Text segment =
Since all these pieces of evidence are independent, p(D_0,D_1,D_2|\mathcal{H})=p(D_0|\mathcal{H})p(D_1|\mathcal{H})p(D_2|\mathcal{H}). Thus, the Bayes factor for all evidence is between 100,000 and 10,000,000. Now, multiplying by the prior probability, this gives a posterior probability ratio, F, between 0.5 and 50. With the new evidence taken into account, there is no longer strong evidence that the defendant is guilty even in the best case scenario for the prosecution. Convicting someone with a posterior probability ratio of 50 would falsely convict people 2% of the time, which seems like an unacceptable rate if one is taking the notion of innocent until proven guilty seriously. Note that as long as the order of magnitude of each of the Bayes factor estimates doesn't change, the final result will also not change by more than 1 order of magnitude, so the outcome is fairly robust.

Actions to take =
a: Condense the paragraph of the passage on Bayesian evidence that begins "Since all these pieces of evidence are independent" into a short bulleted list that keeps its main facts.
b: Copy out the passage on Bayesian evidence from "Since all these" to "is fairly robust.".
Rely only on the passage on Bayesian evidence.

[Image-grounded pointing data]
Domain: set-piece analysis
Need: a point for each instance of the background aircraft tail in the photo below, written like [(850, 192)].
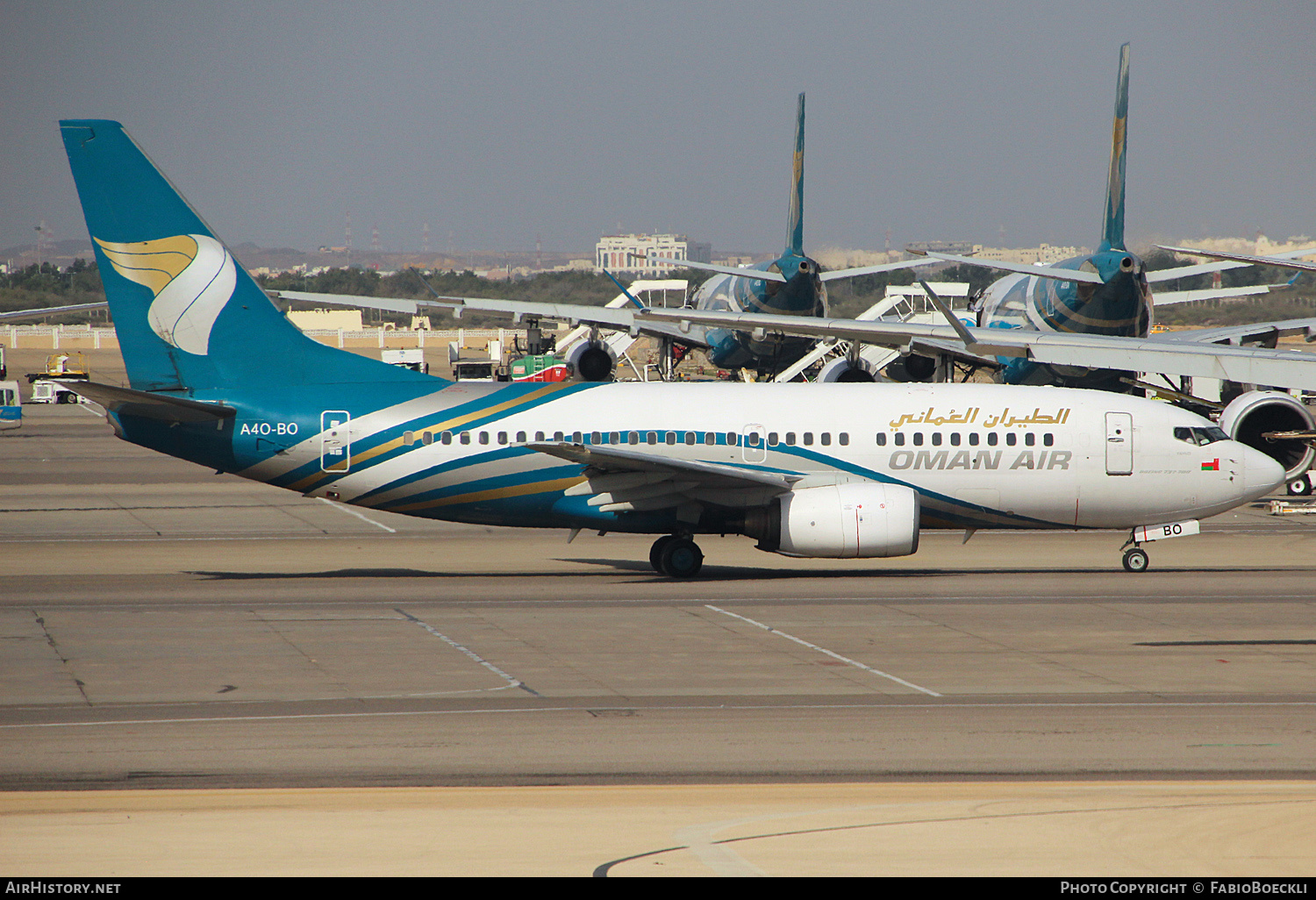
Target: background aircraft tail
[(795, 223), (187, 315), (1112, 229)]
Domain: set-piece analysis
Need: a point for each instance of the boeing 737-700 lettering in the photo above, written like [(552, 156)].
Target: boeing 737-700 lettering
[(220, 378)]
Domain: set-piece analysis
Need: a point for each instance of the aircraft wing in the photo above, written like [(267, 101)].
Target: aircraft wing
[(620, 479), (50, 311), (1150, 354), (613, 318), (1257, 333)]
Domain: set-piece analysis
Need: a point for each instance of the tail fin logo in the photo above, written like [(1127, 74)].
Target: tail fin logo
[(192, 278)]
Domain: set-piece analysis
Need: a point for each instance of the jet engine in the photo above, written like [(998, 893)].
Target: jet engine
[(1260, 412), (847, 370), (912, 368), (861, 520), (592, 361)]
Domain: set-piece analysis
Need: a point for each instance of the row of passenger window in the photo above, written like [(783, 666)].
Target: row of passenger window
[(708, 439), (974, 439), (728, 439)]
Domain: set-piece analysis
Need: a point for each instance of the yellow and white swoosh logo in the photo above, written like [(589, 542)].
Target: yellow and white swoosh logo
[(191, 275)]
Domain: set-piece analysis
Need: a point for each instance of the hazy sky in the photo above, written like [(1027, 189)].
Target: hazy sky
[(499, 121)]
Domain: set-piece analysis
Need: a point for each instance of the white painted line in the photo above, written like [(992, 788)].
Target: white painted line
[(361, 516), (883, 707), (511, 682), (834, 655)]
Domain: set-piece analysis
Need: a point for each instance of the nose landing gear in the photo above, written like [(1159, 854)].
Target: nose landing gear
[(1134, 557), (676, 555), (1134, 560)]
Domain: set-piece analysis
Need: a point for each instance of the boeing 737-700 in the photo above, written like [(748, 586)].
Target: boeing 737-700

Numbered answers =
a:
- Because the three pieces of evidence are independent, their joint probability given the hypothesis is the product of their individual probabilities.
- The combined Bayes factor for all the evidence falls between 100,000 and 10,000,000.
- Multiplying by the prior probability gives a posterior probability ratio, F, between 0.5 and 50.
- With the new evidence, there is no longer strong evidence of the defendant's guilt, even in the prosecution's best case.
- Convicting at a ratio of 50 would falsely convict people 2% of the time. This seems unacceptable under a serious view of innocent until proven guilty.
- The outcome is fairly robust. If each Bayes factor estimate keeps its order of magnitude, the final result changes by no more than one order of magnitude.

b:
Since all these pieces of evidence are independent, p(D_0,D_1,D_2|\mathcal{H})=p(D_0|\mathcal{H})p(D_1|\mathcal{H})p(D_2|\mathcal{H}). Thus, the Bayes factor for all evidence is between 100,000 and 10,000,000. Now, multiplying by the prior probability, this gives a posterior probability ratio, F, between 0.5 and 50. With the new evidence taken into account, there is no longer strong evidence that the defendant is guilty even in the best case scenario for the prosecution. Convicting someone with a posterior probability ratio of 50 would falsely convict people 2% of the time, which seems like an unacceptable rate if one is taking the notion of innocent until proven guilty seriously. Note that as long as the order of magnitude of each of the Bayes factor estimates doesn't change, the final result will also not change by more than 1 order of magnitude, so the outcome is fairly robust.